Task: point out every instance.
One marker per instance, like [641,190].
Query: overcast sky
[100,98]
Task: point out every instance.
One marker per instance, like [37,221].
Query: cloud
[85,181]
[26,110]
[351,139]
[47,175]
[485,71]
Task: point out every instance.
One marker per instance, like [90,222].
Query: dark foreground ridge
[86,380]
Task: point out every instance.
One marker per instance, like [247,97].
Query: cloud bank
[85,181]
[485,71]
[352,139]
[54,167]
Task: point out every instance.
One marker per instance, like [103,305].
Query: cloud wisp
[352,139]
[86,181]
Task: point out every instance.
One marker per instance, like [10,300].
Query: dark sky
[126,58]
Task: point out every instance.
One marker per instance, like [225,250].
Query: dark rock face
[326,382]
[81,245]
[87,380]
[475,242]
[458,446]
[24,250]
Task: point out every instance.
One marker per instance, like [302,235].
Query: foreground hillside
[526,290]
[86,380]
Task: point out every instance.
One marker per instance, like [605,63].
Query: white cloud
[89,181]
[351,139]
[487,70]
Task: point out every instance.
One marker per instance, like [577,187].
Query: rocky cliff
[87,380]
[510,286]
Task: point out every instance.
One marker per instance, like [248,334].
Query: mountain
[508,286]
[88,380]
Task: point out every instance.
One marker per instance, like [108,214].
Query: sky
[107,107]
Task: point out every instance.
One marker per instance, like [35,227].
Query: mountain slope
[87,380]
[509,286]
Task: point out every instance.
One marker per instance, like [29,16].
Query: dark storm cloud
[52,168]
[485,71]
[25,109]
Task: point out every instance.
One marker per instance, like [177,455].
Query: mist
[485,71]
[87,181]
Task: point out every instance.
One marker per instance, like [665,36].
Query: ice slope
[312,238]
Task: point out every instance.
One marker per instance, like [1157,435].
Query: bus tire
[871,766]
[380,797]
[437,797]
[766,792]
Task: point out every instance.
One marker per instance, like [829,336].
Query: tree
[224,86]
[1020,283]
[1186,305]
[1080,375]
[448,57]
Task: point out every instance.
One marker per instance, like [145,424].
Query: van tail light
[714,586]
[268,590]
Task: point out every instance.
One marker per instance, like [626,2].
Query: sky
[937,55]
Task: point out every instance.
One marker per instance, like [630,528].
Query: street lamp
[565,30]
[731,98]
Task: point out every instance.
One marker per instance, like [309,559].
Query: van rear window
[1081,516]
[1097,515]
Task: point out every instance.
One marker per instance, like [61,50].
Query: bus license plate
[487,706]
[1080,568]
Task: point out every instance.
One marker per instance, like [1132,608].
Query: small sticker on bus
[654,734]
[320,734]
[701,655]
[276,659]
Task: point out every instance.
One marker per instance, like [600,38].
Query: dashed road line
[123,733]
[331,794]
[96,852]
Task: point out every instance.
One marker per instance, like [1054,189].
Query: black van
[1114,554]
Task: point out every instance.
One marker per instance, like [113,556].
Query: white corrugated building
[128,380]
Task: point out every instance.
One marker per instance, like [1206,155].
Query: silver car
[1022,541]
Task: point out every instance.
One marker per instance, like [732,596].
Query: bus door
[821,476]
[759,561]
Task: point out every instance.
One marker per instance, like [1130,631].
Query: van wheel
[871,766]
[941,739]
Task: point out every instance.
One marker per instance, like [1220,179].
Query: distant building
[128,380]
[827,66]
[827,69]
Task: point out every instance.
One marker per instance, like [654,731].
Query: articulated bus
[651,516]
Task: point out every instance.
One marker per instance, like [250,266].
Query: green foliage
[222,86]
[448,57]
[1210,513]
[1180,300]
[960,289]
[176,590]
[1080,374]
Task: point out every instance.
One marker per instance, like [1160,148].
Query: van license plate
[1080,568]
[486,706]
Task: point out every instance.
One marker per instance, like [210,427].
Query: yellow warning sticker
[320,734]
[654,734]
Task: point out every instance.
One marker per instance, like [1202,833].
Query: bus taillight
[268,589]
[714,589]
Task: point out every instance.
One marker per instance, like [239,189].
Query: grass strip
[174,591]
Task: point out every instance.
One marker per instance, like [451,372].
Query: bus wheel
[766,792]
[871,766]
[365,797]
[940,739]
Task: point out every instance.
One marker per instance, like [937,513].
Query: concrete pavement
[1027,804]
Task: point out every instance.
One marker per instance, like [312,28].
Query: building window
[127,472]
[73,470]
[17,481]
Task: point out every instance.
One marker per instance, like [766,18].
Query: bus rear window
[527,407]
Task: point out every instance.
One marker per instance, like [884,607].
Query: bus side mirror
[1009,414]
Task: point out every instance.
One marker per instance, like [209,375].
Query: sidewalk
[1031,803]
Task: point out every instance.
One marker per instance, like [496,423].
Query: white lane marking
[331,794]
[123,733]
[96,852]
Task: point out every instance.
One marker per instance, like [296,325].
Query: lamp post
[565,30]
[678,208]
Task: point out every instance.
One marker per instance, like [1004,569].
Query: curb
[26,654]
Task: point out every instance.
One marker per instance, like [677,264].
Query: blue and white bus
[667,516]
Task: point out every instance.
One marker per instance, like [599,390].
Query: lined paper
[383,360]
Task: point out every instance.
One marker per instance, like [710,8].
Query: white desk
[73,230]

◇ ◇ ◇ ◇

Action item: Write out the data exactly as it stands.

Response to this task:
Task: point out every instance.
One marker per instance, like [641,190].
Query: overcast sky
[100,98]
Task: point out every instance.
One marker per instance, like [37,221].
Query: cloud
[85,181]
[26,110]
[351,139]
[47,175]
[485,71]
Task: point out every instance.
One marker per instance, like [90,222].
Query: dark foreground ridge
[86,380]
Task: point out every instance.
One marker per instance, like [247,97].
Query: cloud bank
[85,181]
[485,71]
[352,139]
[54,167]
Task: point out every instance.
One marker per instance, like [103,305].
Query: cloud wisp
[352,139]
[86,181]
Task: point out every instance.
One marker per instance, like [10,300].
Query: dark sky
[126,58]
Task: point out every instance.
One marker per instance, like [225,250].
Query: dark rock face
[326,382]
[81,245]
[87,380]
[475,242]
[458,446]
[24,250]
Task: point out every instance.
One marker per instance, like [302,235].
Query: foreground hillside
[526,290]
[86,380]
Task: point out every instance.
One marker per instance, like [605,63].
Query: white cloud
[89,181]
[351,139]
[487,70]
Task: point out every instance.
One marker per instance, like [577,187].
Query: rocky cliff
[87,380]
[510,286]
Task: point out every instance.
One marker per instance, like [248,334].
Query: mountain
[508,286]
[88,380]
Task: point out every instance.
One marker per instance, like [108,214].
Query: sky
[107,107]
Task: point out every instance.
One marker per instance, like [35,227].
Query: mountain slope
[87,380]
[509,286]
Task: point out every instance.
One marker per instance, like [29,16].
Query: dark storm cloud
[52,168]
[485,71]
[25,109]
Task: point out every instance.
One marker per instance, like [177,455].
Query: mist
[485,71]
[87,181]
Task: point out every instance.
One marker per instance, like [665,36].
Query: ice slope
[312,238]
Task: point out every instance.
One marker per instance, like [1157,435].
Query: bus tire
[871,766]
[380,797]
[437,797]
[766,792]
Task: point out every instance.
One marker per instance, like [829,336].
Query: tree
[224,86]
[1020,283]
[1186,305]
[1080,375]
[448,57]
Task: point out every instance.
One marker per instance, like [145,424].
Query: van tail light
[714,586]
[268,590]
Task: point out every instance.
One marker per instance, like [626,2].
Query: sky
[937,55]
Task: point out every instance.
One marker per instance, like [630,528].
Query: street lamp
[565,30]
[731,98]
Task: point out every instance.
One marker per instance, like [309,559].
Query: van rear window
[1081,516]
[1097,515]
Task: point out every instance.
One marker per instance, like [61,50].
Query: bus license plate
[487,706]
[1080,568]
Task: point out every instance.
One marker per instance, like [1132,608].
Query: small sticker on bus
[654,734]
[320,734]
[701,655]
[276,659]
Task: point out every instance.
One marker per instance, like [600,38].
Query: dashed road line
[123,733]
[331,794]
[96,852]
Task: point out every instance.
One marker per instance, like [1054,189].
Query: black van
[1114,554]
Task: point out every instance.
One marker per instance, like [113,556].
Query: white corrugated building
[128,380]
Task: point out every instance.
One marker per instance, like [1206,155].
Query: silver car
[1022,541]
Task: point out every instance.
One marker per instance, like [732,596].
Query: bus door
[821,476]
[759,561]
Task: point out every instance.
One marker per instance, like [1130,631].
Query: van wheel
[871,766]
[941,739]
Task: point out every instance.
One marker per instance, like [1220,179].
Query: distant building
[128,380]
[827,66]
[827,69]
Task: point out every instance.
One marker per instance, like [654,731].
Query: articulated bus
[651,516]
Task: point out every instance.
One marker per instance, like [250,266].
Query: green foliage
[222,86]
[448,57]
[1210,513]
[1180,300]
[960,289]
[176,590]
[1080,374]
Task: point out every instance.
One marker per instance, like [1160,148].
Query: van license plate
[1080,568]
[486,706]
Task: point out every instance.
One marker per instance, like [210,427].
Query: yellow warning sticker
[320,734]
[654,734]
Task: point out every instance.
One marker per instance, like [1202,833].
Query: bus taillight
[268,589]
[714,589]
Task: point out every instance.
One marker per instance, like [239,189].
Query: grass strip
[174,591]
Task: point out every instance.
One marker per instance, like [451,372].
Query: bus wheel
[766,792]
[871,766]
[365,797]
[940,739]
Task: point out every instance.
One marker per instance, like [937,513].
Query: concrete pavement
[1027,804]
Task: point out every instance.
One marker per instance, like [312,28].
Query: building window
[127,472]
[73,470]
[17,481]
Task: point out every instance.
One marker per instance, like [766,18].
Query: bus rear window
[527,407]
Task: point out every instance.
One marker per instance, like [884,607].
Query: bus side mirror
[1009,414]
Task: point out every instance.
One marker per instance, like [209,375].
Query: sidewalk
[1031,803]
Task: point out every instance.
One marker per instance, like [496,423].
Query: white lane marking
[331,794]
[123,733]
[96,852]
Task: point out every instance.
One marker per instance, like [296,325].
Query: lamp post
[565,30]
[678,208]
Task: point out every instance.
One marker per instance, like [1004,569].
Query: curb
[26,654]
Task: point out every instance.
One marker per instance, like [677,264].
Query: blue and white bus
[667,516]
Task: point out every instance.
One marker per instance, like [599,390].
Query: lined paper
[383,360]
Task: point out every instance.
One marker per instance, like [710,8].
Query: white desk
[73,230]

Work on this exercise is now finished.